** START RECORDS FOR PROCESSING **

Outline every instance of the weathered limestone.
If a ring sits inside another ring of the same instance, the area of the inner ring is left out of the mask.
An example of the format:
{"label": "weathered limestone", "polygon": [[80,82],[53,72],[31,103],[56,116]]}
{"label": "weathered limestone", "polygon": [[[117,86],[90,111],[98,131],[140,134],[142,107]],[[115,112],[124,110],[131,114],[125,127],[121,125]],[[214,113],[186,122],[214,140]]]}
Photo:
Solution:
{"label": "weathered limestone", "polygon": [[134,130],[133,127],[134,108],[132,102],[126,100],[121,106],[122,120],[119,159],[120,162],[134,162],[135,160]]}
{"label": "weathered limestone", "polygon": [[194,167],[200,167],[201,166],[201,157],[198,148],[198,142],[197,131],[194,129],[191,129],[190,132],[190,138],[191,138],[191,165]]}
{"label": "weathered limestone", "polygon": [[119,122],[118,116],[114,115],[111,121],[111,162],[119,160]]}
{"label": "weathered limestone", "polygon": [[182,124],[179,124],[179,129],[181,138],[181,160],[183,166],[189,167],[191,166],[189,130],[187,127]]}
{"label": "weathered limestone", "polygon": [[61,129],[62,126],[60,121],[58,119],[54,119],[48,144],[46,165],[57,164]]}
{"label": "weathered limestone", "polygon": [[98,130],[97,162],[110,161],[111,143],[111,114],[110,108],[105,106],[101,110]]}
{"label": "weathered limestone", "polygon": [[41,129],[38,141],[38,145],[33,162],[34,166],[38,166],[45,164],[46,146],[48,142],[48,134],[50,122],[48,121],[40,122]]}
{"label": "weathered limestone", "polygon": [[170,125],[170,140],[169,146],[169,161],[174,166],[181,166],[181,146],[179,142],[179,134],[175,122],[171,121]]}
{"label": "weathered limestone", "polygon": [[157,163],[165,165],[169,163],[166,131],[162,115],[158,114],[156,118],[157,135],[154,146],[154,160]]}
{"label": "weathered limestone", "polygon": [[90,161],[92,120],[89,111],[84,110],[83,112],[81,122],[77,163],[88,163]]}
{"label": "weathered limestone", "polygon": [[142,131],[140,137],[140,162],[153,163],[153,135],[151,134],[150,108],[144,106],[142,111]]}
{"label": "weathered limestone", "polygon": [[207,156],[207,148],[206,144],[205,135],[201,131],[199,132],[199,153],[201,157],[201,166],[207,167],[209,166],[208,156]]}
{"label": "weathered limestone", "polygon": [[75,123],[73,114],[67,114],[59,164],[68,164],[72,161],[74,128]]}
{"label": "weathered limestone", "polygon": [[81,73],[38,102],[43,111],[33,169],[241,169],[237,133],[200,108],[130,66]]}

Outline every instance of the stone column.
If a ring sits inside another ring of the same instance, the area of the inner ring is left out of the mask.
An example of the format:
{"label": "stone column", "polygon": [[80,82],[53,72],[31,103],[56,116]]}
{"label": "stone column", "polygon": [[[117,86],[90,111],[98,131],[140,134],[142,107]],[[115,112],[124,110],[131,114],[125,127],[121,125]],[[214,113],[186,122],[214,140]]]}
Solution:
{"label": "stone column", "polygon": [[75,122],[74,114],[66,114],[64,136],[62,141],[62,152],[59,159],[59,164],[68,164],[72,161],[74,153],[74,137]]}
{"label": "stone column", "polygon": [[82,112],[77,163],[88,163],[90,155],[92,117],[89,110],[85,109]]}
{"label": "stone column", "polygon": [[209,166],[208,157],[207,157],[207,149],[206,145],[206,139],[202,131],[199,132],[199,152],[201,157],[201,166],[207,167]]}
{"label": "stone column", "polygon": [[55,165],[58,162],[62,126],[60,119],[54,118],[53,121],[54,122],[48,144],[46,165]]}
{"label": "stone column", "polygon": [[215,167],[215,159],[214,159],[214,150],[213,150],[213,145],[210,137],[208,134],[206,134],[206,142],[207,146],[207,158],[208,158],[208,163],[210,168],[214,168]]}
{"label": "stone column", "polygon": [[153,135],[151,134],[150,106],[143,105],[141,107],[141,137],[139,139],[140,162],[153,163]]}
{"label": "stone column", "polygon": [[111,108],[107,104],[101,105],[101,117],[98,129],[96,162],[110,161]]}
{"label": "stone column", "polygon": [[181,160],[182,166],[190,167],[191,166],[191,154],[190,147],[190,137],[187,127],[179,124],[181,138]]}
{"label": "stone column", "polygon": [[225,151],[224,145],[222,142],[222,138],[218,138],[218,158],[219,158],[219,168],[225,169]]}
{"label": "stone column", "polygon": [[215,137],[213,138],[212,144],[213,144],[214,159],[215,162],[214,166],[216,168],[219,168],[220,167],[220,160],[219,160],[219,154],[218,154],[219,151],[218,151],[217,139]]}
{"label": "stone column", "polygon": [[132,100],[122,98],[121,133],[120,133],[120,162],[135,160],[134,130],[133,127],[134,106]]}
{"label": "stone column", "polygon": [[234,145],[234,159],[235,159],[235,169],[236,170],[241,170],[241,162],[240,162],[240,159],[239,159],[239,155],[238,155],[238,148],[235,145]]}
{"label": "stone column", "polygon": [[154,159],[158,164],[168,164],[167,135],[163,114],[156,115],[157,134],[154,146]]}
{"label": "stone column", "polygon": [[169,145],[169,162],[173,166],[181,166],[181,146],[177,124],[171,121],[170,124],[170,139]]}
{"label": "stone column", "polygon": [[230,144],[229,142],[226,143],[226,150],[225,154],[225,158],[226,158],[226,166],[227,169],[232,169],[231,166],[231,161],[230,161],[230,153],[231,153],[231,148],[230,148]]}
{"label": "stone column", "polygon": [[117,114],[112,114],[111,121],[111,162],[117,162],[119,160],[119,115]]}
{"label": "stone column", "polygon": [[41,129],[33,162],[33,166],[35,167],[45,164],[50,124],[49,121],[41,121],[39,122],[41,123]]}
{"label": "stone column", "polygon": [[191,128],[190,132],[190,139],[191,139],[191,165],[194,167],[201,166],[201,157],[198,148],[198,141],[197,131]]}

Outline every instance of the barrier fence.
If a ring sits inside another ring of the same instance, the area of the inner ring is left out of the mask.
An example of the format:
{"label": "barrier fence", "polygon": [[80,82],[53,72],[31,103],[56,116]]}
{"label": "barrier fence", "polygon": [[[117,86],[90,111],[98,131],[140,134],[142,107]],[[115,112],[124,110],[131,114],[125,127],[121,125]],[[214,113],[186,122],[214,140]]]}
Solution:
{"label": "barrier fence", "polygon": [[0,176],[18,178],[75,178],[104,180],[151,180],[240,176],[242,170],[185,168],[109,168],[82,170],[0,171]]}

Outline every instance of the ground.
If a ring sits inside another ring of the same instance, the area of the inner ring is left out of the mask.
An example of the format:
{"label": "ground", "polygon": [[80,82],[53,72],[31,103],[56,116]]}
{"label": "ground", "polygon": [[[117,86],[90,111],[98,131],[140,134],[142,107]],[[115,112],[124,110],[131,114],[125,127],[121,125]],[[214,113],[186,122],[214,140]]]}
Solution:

** END RECORDS FOR PROCESSING **
** START RECORDS FOR PROCESSING **

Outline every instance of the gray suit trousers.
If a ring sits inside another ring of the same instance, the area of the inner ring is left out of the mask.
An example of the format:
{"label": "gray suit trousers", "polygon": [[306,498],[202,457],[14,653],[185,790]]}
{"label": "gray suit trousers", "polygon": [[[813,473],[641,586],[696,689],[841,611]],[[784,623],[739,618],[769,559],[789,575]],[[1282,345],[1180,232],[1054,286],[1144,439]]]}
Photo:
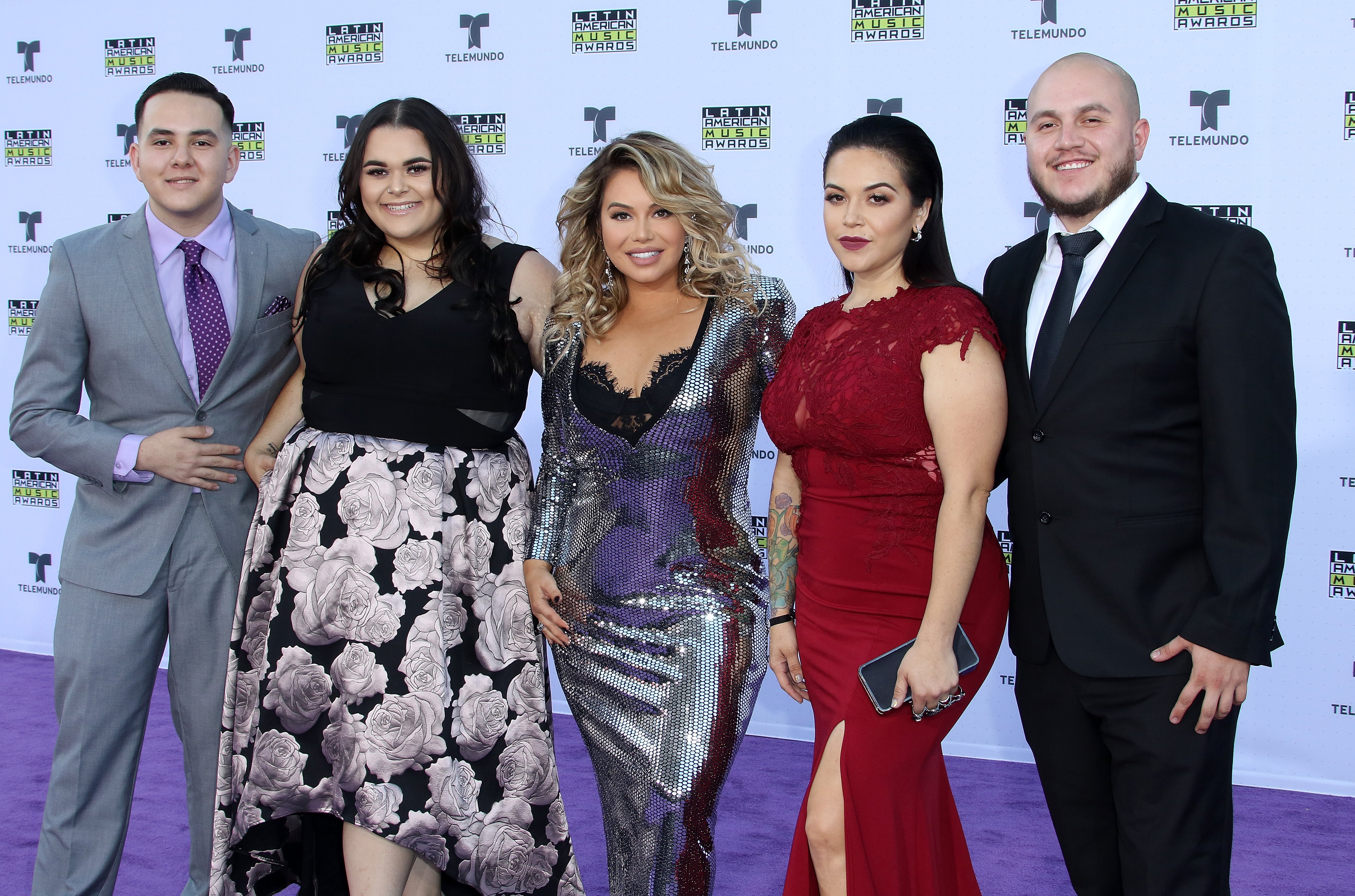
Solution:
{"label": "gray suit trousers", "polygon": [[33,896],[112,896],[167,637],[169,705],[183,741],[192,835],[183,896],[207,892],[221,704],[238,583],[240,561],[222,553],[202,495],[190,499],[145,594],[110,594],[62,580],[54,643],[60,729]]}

** END RECORDS FOR PROCESSING **

— EXERCISE GOAL —
Pick out every line in the rows above that contains the word "Outline", and copy each one. Case counts.

— SOLUTION FOR THIS EXERCISE —
Outline every instance of the weathered limestone.
Outline every instance of the stone column.
Outline every instance of the barrier fence.
Outline every instance of the ground.
Outline every instance of the gray suit trousers.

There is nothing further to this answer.